#### GOAL OF THE EXERCISE:
After finding the line containing "locate every foggy" below, please output that line and each following one through the line containing "locate every bare", exactly as written.

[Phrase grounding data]
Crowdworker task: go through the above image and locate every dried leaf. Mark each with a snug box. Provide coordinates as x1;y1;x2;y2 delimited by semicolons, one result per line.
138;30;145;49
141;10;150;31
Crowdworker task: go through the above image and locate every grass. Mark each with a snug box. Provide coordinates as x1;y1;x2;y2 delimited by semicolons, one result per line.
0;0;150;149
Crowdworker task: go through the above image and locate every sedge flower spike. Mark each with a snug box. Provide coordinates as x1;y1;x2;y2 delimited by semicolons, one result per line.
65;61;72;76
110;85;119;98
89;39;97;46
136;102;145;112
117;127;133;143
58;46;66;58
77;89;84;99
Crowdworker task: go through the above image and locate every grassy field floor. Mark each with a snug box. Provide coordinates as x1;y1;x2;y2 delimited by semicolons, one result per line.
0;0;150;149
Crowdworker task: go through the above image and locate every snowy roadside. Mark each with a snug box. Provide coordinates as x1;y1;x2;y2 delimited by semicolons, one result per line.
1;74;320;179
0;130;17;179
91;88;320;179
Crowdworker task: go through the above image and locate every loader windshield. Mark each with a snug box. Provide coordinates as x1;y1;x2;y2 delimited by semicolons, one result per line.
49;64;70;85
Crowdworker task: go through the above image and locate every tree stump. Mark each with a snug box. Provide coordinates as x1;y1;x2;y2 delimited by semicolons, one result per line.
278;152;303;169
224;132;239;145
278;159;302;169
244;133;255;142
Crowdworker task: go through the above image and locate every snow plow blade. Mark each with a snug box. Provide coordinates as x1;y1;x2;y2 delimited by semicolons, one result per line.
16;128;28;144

--

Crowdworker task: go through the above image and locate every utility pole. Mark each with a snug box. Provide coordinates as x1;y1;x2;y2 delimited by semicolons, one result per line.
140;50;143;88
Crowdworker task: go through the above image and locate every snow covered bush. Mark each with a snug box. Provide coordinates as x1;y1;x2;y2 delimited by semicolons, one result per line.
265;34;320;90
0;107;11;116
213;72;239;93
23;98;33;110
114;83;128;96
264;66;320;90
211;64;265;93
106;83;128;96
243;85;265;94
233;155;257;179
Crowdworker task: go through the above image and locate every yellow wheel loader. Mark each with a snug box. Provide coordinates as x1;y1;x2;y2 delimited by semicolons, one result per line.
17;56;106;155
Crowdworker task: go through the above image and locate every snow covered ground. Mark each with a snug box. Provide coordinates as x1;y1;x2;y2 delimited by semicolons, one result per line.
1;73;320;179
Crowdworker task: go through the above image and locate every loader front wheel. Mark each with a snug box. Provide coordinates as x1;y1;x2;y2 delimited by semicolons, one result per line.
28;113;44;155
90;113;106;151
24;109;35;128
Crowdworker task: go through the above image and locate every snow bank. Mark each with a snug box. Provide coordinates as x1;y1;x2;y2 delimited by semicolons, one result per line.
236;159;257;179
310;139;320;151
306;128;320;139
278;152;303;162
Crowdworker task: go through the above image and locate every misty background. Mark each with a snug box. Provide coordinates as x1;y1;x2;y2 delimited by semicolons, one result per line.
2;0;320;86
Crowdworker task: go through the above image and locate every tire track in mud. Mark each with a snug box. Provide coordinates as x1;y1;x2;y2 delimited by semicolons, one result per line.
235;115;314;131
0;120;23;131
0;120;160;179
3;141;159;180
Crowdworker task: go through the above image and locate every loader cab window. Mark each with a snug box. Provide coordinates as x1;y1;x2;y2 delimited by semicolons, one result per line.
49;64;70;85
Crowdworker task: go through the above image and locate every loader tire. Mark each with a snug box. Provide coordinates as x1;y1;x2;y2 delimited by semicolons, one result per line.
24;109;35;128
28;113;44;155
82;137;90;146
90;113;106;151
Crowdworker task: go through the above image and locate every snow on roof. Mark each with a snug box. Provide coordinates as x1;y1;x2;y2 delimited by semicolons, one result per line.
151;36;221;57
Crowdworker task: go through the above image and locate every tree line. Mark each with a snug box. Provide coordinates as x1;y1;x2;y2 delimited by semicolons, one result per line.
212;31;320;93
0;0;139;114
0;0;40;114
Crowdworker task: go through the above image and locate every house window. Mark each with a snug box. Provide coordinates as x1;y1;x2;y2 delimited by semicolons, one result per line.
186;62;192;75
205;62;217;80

* * *

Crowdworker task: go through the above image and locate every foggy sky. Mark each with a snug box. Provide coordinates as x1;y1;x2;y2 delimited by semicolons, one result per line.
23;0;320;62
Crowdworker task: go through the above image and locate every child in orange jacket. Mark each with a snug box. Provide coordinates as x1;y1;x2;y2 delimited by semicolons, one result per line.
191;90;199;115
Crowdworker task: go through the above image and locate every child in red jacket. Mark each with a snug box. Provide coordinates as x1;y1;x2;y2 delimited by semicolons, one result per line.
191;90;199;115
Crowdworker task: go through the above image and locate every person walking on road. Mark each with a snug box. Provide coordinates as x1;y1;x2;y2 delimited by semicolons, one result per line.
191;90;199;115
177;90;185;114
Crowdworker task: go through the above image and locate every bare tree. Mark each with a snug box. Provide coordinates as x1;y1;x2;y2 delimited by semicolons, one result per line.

#### RESPONSE TO THE EXERCISE:
Crowdworker task: go through the above image and locate every foggy sky. Mark each with a snug box. Provide coordinates as x1;y1;x2;y2 delimited by semicolons, one result per line.
23;0;320;62
Crowdworker task: go through the above image and locate every child in orange jacket. Mark each with a snug box. Provide coordinates as x1;y1;x2;y2 delimited by semicolons, one result per line.
191;90;199;115
Crowdworker task: go through the above image and locate every child in red jacket. Mark each with a snug box. Provide coordinates as x1;y1;x2;y2 delimited by semicolons, one result per line.
191;90;199;115
Crowdworker task: go through the above image and locate every person walking on road. Mark each with a snug box. Provide coordinates as x1;y1;x2;y2 delimited by semicolons, one result per line.
191;90;199;115
177;90;185;114
Crowdworker task: go through the above image and locate every bare tree. Mark each with a snug box. Provide coordinates as x1;y1;x2;y2 delimited by semicolons, one result per line.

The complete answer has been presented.